**Exercise brief**
Out of all the lines below, count those with the word "this". Give the number only.

Items from a data source:
= = = =

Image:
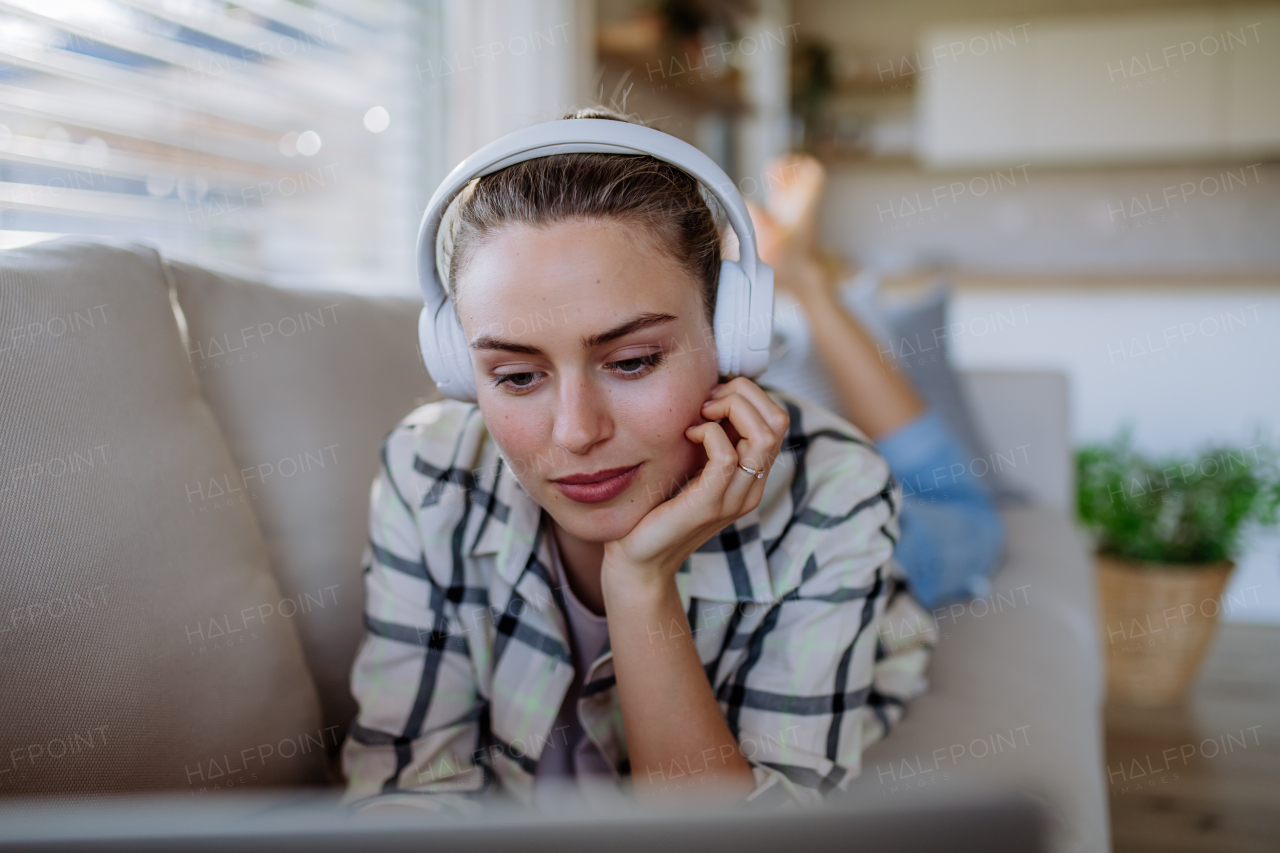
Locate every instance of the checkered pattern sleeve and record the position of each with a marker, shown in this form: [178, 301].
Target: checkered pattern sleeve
[420, 712]
[814, 685]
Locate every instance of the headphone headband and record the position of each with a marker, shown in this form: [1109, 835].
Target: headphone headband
[588, 136]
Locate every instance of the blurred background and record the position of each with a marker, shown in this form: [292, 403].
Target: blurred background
[1097, 181]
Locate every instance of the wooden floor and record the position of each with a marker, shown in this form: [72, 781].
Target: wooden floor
[1205, 776]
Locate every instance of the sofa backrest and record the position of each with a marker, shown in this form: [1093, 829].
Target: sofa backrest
[141, 644]
[305, 386]
[1024, 418]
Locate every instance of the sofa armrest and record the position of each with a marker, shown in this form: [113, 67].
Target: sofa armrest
[1024, 418]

= = = =

**Completed task**
6